● BRIEF: Update the passage on gearbox bearings: rewrite everything from "They are also" down to "are quite complex.", replacing "gearbox" with "transmission" each time it appears.

In summary, the components in a gearbox that both bear and rotate include gears and bearings. These two types of components are the most critical parts in the design, application, maintenance, and fault diagnosis of gearboxes.
They are also the parts most prone to failure. Among these, bearings are components that operate intrinsically. Therefore, considering individual components, they can be said to be more complex.
During the design phase of a gearbox, the design and selection of bearings is one of the challenges. When a gearbox fails, bearings are among the components most prone to failure. Thus, a bearing is a vital component for a gearbox, and its selection, assembly, use, and maintenance are quite complex.
From the standpoint of engineering technicians’ knowledge base, the core technology of a gearbox is the design, production, and manufacturing of gears. Therefore, gearbox engineers have a limited grasp of bearing technology.
For gearbox manufacturers and users, a bearing is a component, and engineers and end users seldom participate in the design of bearings. They generally choose from a variety of standard bearing types. Therefore, there is not much investment in learning and understanding bearing technology.
After years of accumulated application experience, many bearing manufacturers might develop special bearing models specifically for gearboxes based on their unique operating conditions. Alternatively, bearing manufacturers may also make special designs for specific requirements, producing bearings for particular applications.
Whether it’s for generic standard bearings or specialized bearings for gearbox applications, or even special bearings developed for unique conditions, for gearbox engineers, a bearing remains a “plug-and-play” component, with many complex application requirements.

● DATA UNDER STUDY:
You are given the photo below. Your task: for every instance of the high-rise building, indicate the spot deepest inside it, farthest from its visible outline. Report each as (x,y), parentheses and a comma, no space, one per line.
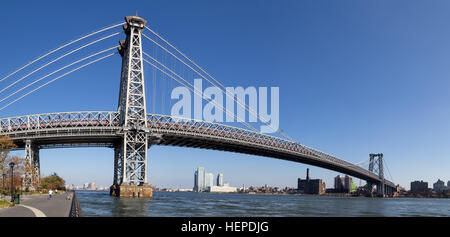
(220,179)
(311,186)
(199,179)
(209,180)
(439,186)
(419,187)
(339,184)
(91,186)
(348,184)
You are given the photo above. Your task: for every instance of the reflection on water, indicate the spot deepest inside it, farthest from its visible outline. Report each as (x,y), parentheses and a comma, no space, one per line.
(180,204)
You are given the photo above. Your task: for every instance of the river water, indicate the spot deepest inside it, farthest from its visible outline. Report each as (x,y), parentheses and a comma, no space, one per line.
(183,204)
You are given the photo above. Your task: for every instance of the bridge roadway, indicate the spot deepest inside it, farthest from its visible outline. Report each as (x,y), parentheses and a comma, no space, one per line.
(101,129)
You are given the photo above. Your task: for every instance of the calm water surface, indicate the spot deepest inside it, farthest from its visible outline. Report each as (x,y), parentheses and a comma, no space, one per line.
(180,204)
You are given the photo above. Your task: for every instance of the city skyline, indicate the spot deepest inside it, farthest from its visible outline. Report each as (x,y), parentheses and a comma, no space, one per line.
(372,112)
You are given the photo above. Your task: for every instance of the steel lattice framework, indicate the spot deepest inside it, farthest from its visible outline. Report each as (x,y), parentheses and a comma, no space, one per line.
(131,154)
(131,131)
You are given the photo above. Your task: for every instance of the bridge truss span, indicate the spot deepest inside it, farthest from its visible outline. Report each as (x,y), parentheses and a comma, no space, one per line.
(101,129)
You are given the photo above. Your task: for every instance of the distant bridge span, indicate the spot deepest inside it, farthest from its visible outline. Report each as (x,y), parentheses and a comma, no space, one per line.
(131,130)
(102,129)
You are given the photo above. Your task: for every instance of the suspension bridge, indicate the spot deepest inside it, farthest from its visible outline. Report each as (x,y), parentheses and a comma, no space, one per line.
(130,130)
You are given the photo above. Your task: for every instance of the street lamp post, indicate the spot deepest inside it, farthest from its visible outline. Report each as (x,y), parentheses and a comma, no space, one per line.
(4,177)
(12,180)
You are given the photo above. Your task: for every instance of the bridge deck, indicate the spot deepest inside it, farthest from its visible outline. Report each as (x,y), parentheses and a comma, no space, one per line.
(100,128)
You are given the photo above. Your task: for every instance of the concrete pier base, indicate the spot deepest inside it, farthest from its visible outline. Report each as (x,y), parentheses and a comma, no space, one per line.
(132,191)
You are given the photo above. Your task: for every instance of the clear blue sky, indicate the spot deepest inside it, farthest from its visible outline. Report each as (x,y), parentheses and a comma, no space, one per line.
(355,77)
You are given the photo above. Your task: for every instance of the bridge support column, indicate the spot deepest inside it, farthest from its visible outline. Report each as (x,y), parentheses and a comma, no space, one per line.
(379,163)
(32,166)
(130,167)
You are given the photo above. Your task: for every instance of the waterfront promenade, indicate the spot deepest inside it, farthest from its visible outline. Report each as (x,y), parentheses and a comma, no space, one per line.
(40,206)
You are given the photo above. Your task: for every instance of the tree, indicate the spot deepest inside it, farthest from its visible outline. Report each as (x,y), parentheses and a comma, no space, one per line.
(53,181)
(6,145)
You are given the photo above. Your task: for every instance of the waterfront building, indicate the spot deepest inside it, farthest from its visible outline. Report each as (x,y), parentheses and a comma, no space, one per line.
(310,186)
(348,184)
(339,184)
(91,186)
(419,187)
(222,189)
(220,179)
(439,186)
(209,180)
(199,179)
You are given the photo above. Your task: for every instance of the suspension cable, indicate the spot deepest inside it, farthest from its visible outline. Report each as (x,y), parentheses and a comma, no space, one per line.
(55,60)
(227,93)
(62,68)
(59,48)
(189,88)
(65,74)
(190,84)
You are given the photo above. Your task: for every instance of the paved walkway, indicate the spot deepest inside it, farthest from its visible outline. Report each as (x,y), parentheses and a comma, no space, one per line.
(39,206)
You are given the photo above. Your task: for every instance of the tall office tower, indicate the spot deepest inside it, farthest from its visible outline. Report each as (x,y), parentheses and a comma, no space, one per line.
(347,183)
(220,179)
(199,179)
(339,185)
(209,180)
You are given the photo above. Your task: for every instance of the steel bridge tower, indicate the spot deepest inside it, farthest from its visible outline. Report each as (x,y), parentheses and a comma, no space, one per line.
(376,166)
(130,154)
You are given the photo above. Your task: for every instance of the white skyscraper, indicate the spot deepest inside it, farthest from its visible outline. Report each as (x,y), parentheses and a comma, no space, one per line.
(209,180)
(220,179)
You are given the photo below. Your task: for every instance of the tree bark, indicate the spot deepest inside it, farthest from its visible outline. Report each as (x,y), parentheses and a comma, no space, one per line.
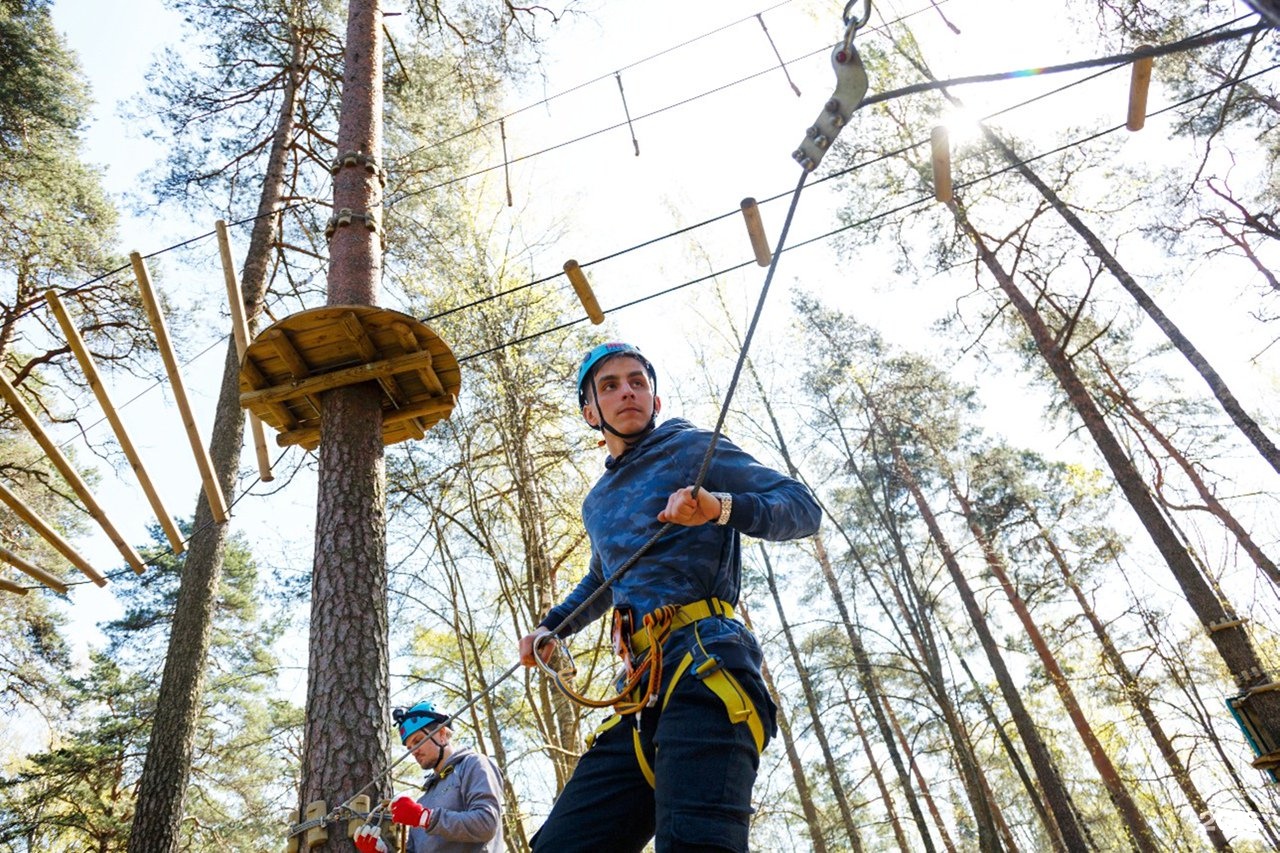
(817,843)
(167,767)
(1055,793)
(1139,831)
(347,714)
(1229,637)
(819,729)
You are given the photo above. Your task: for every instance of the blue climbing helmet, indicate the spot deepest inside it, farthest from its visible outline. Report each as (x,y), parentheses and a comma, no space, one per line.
(598,354)
(417,717)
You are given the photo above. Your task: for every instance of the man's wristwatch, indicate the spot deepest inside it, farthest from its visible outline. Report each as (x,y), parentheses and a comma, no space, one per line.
(726,506)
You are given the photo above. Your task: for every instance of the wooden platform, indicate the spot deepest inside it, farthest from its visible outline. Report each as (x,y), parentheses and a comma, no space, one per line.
(289,365)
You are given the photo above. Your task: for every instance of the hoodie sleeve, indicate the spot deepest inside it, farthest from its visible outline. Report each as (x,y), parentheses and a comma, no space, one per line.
(767,505)
(590,582)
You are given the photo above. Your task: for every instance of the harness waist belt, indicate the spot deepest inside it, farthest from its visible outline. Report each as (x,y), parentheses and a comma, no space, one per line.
(686,615)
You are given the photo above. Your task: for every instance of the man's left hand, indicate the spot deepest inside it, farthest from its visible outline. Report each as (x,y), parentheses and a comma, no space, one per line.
(406,811)
(684,509)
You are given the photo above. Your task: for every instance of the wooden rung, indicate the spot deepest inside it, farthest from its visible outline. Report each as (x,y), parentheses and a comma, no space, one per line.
(577,278)
(755,232)
(240,328)
(213,489)
(68,473)
(35,571)
(8,585)
(50,536)
(940,146)
(1139,82)
(122,436)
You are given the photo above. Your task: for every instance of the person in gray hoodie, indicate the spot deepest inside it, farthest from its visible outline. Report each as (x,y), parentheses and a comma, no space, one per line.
(460,810)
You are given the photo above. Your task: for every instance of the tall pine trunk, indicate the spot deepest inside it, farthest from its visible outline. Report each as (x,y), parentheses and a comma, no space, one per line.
(1139,831)
(1055,793)
(347,714)
(813,822)
(1229,637)
(167,767)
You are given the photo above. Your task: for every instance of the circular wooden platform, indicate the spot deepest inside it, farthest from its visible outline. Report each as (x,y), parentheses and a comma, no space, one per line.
(289,365)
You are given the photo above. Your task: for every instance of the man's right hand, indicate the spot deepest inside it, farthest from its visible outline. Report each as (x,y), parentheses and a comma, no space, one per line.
(530,641)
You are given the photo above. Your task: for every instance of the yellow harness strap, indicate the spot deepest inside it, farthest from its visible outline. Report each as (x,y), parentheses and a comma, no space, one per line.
(686,615)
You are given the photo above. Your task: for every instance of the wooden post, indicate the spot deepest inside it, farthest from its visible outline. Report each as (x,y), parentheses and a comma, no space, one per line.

● REPLY TO THE TASK:
They are also the parts most prone to failure. Among these, bearings are components that operate intrinsically. Therefore, considering individual components, they can be said to be more complex.
During the design phase of a transmission, the design and selection of bearings is one of the challenges. When a transmission fails, bearings are among the components most prone to failure. Thus, a bearing is a vital component for a transmission, and its selection, assembly, use, and maintenance are quite complex.